_WHAT NEEDS TO BE DONE:_
Put every line of the records below into a Markdown table with the columns Row and Line, numbering each row and leaving out blank lines. Do not include the pictures in the answer.

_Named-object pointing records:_
▬▬▬▬▬▬▬▬▬▬
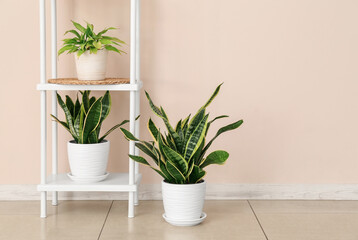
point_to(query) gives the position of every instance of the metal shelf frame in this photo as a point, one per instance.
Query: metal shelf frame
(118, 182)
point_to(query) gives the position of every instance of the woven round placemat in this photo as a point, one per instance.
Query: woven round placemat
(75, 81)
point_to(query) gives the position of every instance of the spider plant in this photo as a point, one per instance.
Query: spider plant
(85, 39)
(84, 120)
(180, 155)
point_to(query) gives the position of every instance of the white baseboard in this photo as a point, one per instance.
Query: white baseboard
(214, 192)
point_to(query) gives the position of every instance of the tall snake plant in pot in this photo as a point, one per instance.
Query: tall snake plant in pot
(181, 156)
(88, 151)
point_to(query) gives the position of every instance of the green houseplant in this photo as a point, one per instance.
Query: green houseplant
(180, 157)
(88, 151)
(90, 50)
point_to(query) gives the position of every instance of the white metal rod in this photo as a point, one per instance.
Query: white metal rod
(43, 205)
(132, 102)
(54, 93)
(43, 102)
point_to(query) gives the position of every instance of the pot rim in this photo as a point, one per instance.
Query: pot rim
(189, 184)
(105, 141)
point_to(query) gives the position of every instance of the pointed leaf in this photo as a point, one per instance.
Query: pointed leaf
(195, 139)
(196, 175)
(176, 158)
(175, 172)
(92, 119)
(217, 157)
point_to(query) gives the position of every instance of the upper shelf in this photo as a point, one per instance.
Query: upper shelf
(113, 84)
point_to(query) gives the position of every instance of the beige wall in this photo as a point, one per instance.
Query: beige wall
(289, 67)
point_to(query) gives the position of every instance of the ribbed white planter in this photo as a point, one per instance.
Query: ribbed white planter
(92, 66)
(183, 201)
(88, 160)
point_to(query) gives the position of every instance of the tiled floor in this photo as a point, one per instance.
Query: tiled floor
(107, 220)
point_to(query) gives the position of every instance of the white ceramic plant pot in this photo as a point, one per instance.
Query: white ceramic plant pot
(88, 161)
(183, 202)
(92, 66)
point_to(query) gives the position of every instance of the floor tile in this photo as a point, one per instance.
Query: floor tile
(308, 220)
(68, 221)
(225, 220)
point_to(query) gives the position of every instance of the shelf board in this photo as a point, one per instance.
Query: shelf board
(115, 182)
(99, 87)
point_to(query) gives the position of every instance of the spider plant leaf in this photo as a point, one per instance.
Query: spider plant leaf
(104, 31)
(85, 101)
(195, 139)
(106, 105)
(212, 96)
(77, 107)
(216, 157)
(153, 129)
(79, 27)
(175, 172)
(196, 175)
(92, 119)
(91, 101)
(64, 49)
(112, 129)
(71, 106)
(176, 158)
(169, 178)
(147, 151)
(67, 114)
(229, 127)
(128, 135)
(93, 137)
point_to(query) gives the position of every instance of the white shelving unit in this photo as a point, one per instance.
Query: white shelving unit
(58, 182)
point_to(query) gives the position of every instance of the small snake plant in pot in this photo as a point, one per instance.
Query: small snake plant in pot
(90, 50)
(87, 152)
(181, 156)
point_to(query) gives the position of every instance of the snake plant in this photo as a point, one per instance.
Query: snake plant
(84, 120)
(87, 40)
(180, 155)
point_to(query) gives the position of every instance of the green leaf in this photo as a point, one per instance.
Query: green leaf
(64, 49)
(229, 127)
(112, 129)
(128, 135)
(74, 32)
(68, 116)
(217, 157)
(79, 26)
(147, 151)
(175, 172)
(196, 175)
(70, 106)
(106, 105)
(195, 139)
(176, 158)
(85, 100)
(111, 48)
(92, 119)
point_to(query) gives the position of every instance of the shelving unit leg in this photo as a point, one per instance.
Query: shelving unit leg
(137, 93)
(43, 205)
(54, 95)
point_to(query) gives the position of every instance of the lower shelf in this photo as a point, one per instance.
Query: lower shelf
▬▬▬▬▬▬▬▬▬▬
_TASK ANSWER:_
| Row | Line |
|---|---|
| 1 | point_to(query) gives the position of every instance of the metal shelf frame in this photo as a point, one per instance. |
| 2 | Query: metal shelf frame |
| 3 | (118, 182) |
| 4 | point_to(query) gives the position of every instance of the woven round placemat in this photo as a point, one per instance. |
| 5 | Query: woven round placemat |
| 6 | (75, 81) |
| 7 | point_to(query) gives the position of every instance of the spider plant in this photo as a point, one per instance. |
| 8 | Query: spider plant |
| 9 | (85, 39) |
| 10 | (84, 120) |
| 11 | (180, 155) |
| 12 | point_to(query) gives the position of every instance of the white baseboard in this photo as a point, one per instance. |
| 13 | Query: white baseboard |
| 14 | (214, 192) |
| 15 | point_to(query) gives the position of every instance of the tall snake plant in pot in this photo as a point, one per instance. |
| 16 | Query: tall snake plant in pot |
| 17 | (181, 156) |
| 18 | (88, 151) |
| 19 | point_to(query) gives the position of every instance of the green houseplant in this photo as a point, one per instance. |
| 20 | Query: green houseplant |
| 21 | (180, 157) |
| 22 | (88, 151) |
| 23 | (90, 50) |
| 24 | point_to(query) gives the position of every instance of the white metal rod in this photo as a point, one per instance. |
| 25 | Query: white metal rod |
| 26 | (43, 205) |
| 27 | (132, 102) |
| 28 | (54, 93) |
| 29 | (43, 102) |
| 30 | point_to(query) gives the position of every instance of the pot rim in this photo as a point, one per instance. |
| 31 | Query: pot rim |
| 32 | (189, 184) |
| 33 | (105, 141) |
| 34 | point_to(query) gives the position of every instance of the pointed leaf in this photo as a point, one per instance. |
| 35 | Query: pointed leaf |
| 36 | (195, 139) |
| 37 | (196, 175) |
| 38 | (176, 158) |
| 39 | (175, 172) |
| 40 | (92, 119) |
| 41 | (217, 157) |
| 42 | point_to(query) gives the position of every instance of the upper shelf in this photo as a point, one per instance. |
| 43 | Query: upper shelf |
| 44 | (113, 84) |
| 45 | point_to(query) gives the position of every instance of the beige wall in this photo as a point, one per instance. |
| 46 | Query: beige wall |
| 47 | (289, 67) |
| 48 | point_to(query) gives the position of every instance of the ribbed white planter in this photo as a point, one per instance. |
| 49 | Query: ribbed white planter |
| 50 | (92, 66) |
| 51 | (183, 201) |
| 52 | (88, 160) |
| 53 | point_to(query) gives the position of every instance of the tiled floor in this photo as a point, one per instance. |
| 54 | Query: tiled floor |
| 55 | (107, 220) |
| 56 | point_to(query) gives the position of every instance of the white ceramic plant pot in this photo as a point, one per instance. |
| 57 | Query: white ceramic plant pot |
| 58 | (88, 161) |
| 59 | (183, 202) |
| 60 | (92, 66) |
| 61 | point_to(query) gives the position of every instance of the floor tile in this photo as a point, one per instance. |
| 62 | Query: floor tile |
| 63 | (308, 220) |
| 64 | (68, 221) |
| 65 | (225, 220) |
| 66 | point_to(query) gives the position of every instance of the shelf board in this photo as a point, one per instance. |
| 67 | Query: shelf board |
| 68 | (115, 182) |
| 69 | (99, 87) |
| 70 | point_to(query) gives the position of every instance of the spider plant leaf in this photo as a point, one per instance. |
| 71 | Query: spider plant leaf |
| 72 | (104, 31) |
| 73 | (85, 101) |
| 74 | (195, 139) |
| 75 | (106, 105) |
| 76 | (212, 96) |
| 77 | (77, 107) |
| 78 | (216, 157) |
| 79 | (153, 129) |
| 80 | (79, 27) |
| 81 | (175, 172) |
| 82 | (196, 175) |
| 83 | (92, 119) |
| 84 | (91, 101) |
| 85 | (64, 49) |
| 86 | (112, 129) |
| 87 | (71, 106) |
| 88 | (176, 158) |
| 89 | (169, 178) |
| 90 | (147, 151) |
| 91 | (67, 114) |
| 92 | (229, 127) |
| 93 | (128, 135) |
| 94 | (93, 137) |
| 95 | point_to(query) gives the position of every instance of the white shelving unit in this photo as a point, one per instance. |
| 96 | Query: white shelving unit |
| 97 | (58, 182) |
| 98 | point_to(query) gives the position of every instance of the small snake plant in pot in this photo as a point, one per instance. |
| 99 | Query: small snake plant in pot |
| 100 | (90, 50) |
| 101 | (87, 152) |
| 102 | (181, 156) |
| 103 | point_to(query) gives the position of every instance of the snake plant in this photo as a point, one per instance. |
| 104 | Query: snake plant |
| 105 | (84, 120) |
| 106 | (87, 40) |
| 107 | (180, 155) |
| 108 | point_to(query) gives the position of every instance of the green leaf in this photo as a point, one per instance. |
| 109 | Query: green leaf |
| 110 | (64, 49) |
| 111 | (229, 127) |
| 112 | (112, 129) |
| 113 | (128, 135) |
| 114 | (74, 32) |
| 115 | (68, 116) |
| 116 | (217, 157) |
| 117 | (79, 26) |
| 118 | (147, 151) |
| 119 | (175, 172) |
| 120 | (196, 175) |
| 121 | (70, 106) |
| 122 | (106, 105) |
| 123 | (195, 139) |
| 124 | (176, 158) |
| 125 | (85, 100) |
| 126 | (111, 48) |
| 127 | (92, 119) |
| 128 | point_to(query) gives the position of every instance of the shelving unit leg in this photo as a point, one per instance. |
| 129 | Query: shelving unit leg |
| 130 | (137, 93) |
| 131 | (43, 205) |
| 132 | (54, 95) |
| 133 | point_to(query) gives the position of every instance of the lower shelf in this photo as a point, one per instance. |
| 134 | Query: lower shelf |